**EXERCISE REQUIREMENTS**
Only a number is expected: how many lines in the entries that follow contain the word "positive"?

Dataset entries

━━━━

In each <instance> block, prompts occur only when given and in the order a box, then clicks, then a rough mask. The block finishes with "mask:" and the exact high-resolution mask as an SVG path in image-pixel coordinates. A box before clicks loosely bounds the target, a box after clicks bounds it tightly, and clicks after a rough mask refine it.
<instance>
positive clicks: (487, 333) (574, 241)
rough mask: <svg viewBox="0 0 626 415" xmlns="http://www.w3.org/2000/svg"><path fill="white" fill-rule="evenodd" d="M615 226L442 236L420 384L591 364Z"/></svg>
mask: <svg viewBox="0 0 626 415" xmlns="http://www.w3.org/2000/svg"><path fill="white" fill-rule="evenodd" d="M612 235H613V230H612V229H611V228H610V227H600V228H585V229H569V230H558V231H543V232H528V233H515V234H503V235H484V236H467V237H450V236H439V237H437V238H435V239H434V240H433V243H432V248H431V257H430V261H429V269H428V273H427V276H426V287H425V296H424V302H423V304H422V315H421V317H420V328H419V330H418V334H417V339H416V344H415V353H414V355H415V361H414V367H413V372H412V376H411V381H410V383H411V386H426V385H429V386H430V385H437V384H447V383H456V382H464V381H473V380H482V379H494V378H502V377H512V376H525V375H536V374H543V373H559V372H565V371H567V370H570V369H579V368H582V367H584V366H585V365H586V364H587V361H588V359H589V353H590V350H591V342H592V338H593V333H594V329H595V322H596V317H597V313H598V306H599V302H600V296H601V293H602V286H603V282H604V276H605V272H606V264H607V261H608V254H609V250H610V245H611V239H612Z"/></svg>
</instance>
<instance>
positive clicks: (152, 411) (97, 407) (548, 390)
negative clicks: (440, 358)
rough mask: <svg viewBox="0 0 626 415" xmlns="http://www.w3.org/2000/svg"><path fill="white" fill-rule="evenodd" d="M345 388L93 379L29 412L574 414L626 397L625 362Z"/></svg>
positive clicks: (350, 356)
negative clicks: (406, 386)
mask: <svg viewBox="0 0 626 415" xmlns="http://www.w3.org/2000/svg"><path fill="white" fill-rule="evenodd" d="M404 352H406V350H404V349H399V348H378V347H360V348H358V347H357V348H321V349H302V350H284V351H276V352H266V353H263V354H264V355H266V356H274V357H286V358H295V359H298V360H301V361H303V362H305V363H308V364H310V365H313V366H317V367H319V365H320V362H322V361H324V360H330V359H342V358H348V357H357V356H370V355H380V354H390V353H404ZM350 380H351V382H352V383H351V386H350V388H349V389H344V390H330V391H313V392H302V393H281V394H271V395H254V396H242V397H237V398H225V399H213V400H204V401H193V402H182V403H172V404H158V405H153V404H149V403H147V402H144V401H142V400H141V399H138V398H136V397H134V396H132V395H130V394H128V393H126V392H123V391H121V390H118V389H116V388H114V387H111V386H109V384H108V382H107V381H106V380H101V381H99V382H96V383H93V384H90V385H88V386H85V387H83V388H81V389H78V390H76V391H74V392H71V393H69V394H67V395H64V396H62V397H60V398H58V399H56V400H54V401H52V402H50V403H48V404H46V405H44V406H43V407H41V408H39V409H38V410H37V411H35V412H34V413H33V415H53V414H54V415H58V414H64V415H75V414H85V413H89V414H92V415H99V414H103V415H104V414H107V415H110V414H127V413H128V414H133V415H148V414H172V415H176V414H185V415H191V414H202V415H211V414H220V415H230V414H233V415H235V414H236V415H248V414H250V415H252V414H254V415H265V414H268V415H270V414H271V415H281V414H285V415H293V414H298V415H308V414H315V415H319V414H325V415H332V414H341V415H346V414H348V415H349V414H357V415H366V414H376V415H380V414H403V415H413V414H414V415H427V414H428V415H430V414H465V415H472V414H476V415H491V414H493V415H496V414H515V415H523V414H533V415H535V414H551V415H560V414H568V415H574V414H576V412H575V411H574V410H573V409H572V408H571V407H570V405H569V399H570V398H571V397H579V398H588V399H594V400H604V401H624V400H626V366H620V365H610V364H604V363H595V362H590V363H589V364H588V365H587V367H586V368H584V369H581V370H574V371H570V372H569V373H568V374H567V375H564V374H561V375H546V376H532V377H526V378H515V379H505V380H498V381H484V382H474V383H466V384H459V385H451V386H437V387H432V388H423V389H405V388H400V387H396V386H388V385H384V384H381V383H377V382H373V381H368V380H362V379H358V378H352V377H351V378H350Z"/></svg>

━━━━

**RESPONSE AREA**
3